> **Selected passage**
>>>
DFJ Growth

Sam Fort, Kevin Tu, Maxim Sirenko, Brian Akin

Modular: Unifying AI from Model to Metal

The AI boom is driving a global compute arms race, with companies pouring billions into GPUs, CPUs, and new accelerators to fuel the next wave of intelligent applications. Running AI workloads, such as delivering ChatGPT responses or software code completion tasks, requires orchestrating dozens of complex software layers to reach peak performance.

Today, teams stitch together a patchwork of scripts and open-source tools that must be re-tuned for each model and underlying hardware device. The result is that developers are constrained to one vendor – typically NVIDIA and their CUDA software – which can lead to suboptimized performance, extra engineering work, and higher costs. The problem is only getting worse as AI usage scales and customer demands become more diverse, requiring specialized chips and ongoing software optimizations to meet cost and performance goals.
<<<
> **What to work on**
• A. Translate this sentence from the passage about Modular into Spanish: "Today, teams stitch together a patchwork of scripts and open-source tools that must be re-tuned for each model and underlying hardware device."
• B. Carry on the passage about Modular, starting after its last sentence.
The material has no connection to the passage about Modular.

> **Dataset**
>>>
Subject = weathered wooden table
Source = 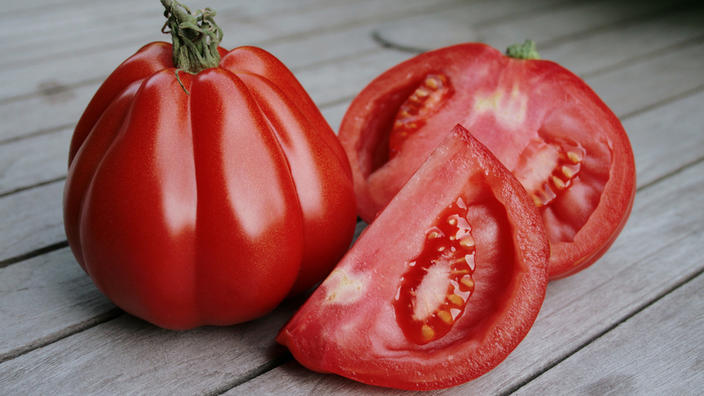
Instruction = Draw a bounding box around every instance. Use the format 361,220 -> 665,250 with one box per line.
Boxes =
0,0 -> 704,395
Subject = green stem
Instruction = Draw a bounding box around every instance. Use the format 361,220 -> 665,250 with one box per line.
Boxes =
161,0 -> 222,74
506,40 -> 540,59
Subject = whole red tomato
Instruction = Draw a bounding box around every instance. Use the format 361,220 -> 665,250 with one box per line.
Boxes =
64,1 -> 356,329
339,43 -> 635,278
278,126 -> 549,389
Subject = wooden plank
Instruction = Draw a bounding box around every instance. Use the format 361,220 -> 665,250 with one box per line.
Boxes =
0,218 -> 363,394
538,3 -> 704,76
0,0 -> 704,189
0,305 -> 292,395
0,28 -> 384,141
516,272 -> 704,395
376,0 -> 688,53
0,32 -> 704,226
0,0 -> 341,66
0,64 -> 704,391
0,128 -> 73,197
226,151 -> 704,395
0,181 -> 66,265
0,0 -> 454,102
0,248 -> 115,362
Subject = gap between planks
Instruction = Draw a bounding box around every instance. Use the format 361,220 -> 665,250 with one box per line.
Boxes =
0,3 -> 704,286
0,1 -> 700,392
502,262 -> 704,395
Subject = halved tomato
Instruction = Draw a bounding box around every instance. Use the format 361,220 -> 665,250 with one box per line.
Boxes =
278,126 -> 549,389
339,43 -> 635,278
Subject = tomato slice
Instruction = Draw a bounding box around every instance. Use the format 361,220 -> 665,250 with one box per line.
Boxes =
339,43 -> 635,278
278,126 -> 549,389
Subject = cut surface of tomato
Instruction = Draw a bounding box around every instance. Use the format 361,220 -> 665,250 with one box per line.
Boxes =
278,126 -> 549,389
339,43 -> 635,278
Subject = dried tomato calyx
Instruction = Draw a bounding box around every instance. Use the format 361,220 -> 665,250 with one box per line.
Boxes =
161,0 -> 222,73
389,73 -> 452,158
513,141 -> 586,208
393,198 -> 476,345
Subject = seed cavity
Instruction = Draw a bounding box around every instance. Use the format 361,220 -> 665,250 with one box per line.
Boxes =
389,73 -> 452,158
393,198 -> 476,345
514,140 -> 586,208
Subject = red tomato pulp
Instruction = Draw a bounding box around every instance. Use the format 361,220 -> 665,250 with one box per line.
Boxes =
64,2 -> 356,329
339,43 -> 635,278
278,126 -> 549,389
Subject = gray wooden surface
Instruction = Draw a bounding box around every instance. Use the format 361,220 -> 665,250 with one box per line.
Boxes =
0,0 -> 704,395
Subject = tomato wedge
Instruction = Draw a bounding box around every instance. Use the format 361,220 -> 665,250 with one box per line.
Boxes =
339,43 -> 636,278
277,125 -> 549,389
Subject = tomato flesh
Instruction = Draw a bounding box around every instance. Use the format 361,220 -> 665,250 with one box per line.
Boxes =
394,198 -> 476,344
339,43 -> 635,278
278,126 -> 549,389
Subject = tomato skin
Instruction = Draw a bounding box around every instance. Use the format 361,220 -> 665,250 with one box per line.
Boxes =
64,43 -> 356,329
277,126 -> 549,390
339,43 -> 636,279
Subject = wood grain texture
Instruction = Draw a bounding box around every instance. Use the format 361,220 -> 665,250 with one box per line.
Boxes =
0,0 -> 460,102
377,0 -> 682,53
0,181 -> 66,262
0,248 -> 115,362
516,272 -> 704,395
0,31 -> 704,261
0,0 -> 704,194
227,148 -> 704,395
0,305 -> 292,395
0,0 -> 704,395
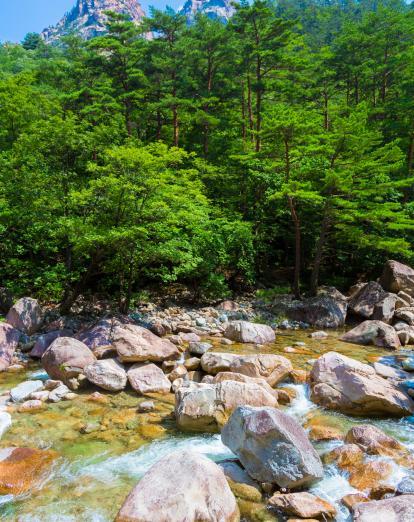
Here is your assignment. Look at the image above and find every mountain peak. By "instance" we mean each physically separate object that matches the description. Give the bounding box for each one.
[180,0,235,23]
[42,0,145,43]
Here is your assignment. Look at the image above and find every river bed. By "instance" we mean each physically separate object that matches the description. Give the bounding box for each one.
[0,331,414,522]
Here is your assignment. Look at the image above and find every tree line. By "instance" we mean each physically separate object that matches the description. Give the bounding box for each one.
[0,0,414,312]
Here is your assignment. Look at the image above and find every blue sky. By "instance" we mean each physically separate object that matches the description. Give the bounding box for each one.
[0,0,183,42]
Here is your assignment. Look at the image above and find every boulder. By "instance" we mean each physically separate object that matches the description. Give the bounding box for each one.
[0,411,12,440]
[349,281,386,319]
[10,381,43,402]
[201,352,238,375]
[83,359,127,391]
[30,330,72,359]
[272,288,348,329]
[175,380,278,432]
[224,321,276,344]
[0,448,57,495]
[0,323,21,372]
[112,324,180,362]
[371,293,400,324]
[230,354,293,386]
[42,337,96,384]
[268,492,336,520]
[353,495,414,522]
[341,320,401,350]
[311,352,414,417]
[6,297,43,335]
[380,260,414,297]
[221,406,323,489]
[127,363,171,395]
[115,451,240,522]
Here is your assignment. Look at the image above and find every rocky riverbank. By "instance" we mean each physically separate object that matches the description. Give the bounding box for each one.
[0,261,414,522]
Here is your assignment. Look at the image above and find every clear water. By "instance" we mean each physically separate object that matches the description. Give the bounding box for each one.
[0,332,414,522]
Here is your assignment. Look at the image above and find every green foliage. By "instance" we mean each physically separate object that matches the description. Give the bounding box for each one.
[0,0,414,311]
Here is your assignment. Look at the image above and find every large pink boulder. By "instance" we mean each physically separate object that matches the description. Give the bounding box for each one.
[311,352,414,417]
[112,324,180,362]
[0,323,21,372]
[42,337,96,384]
[115,451,240,522]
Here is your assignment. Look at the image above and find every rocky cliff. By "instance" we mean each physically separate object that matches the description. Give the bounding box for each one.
[42,0,145,43]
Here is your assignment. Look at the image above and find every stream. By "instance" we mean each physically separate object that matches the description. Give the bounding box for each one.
[0,331,414,522]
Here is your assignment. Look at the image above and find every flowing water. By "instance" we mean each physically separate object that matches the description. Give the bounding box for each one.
[0,332,414,522]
<<<
> **Responses per task**
• A. Hoy en día, los equipos improvisan un mosaico de scripts y herramientas de código abierto que deben reajustarse para cada modelo y cada dispositivo de hardware subyacente.

• B.
This fragmentation and overhead create an opportunity for a more cohesive, hardware-agnostic approach. Every era of computing has been defined by a breakthrough that enabled more seamless usability: the operating system for PCs, the browser for the internet, and the hypervisor for cloud computing. For AI, we believe that breakthrough is Modular’s unified compute layer.

At DFJ Growth, we’ve been searching for a team with the vision and technical depth to make unified AI compute a reality - abstracting away complexity so developers can “write once, run anywhere.” That search led us to Chris Lattner (CEO), Tim Davis (President), and the Modular team. Having built seminal components of the software ecosystem, from programming languages to compilers, this team is uniquely prepared to take on one of the hardest problems in modern computing.

Today, we’re proud to back Modular’s $250 million Series C financing and its mission to build AI’s unified compute layer – think of it like a hypervisor for AI that abstracts away hardware-specific details so models can run fast and efficiently across any device.

Modular’s solution has three connected layers:

Mojo — the language.
Mojo provides a common programming model for AI hardware, allowing developers to write high-performance code that runs well across devices. It has a similar syntax to Python but lets developers speed up the parts of their code that matter most.
MAX — the serving framework.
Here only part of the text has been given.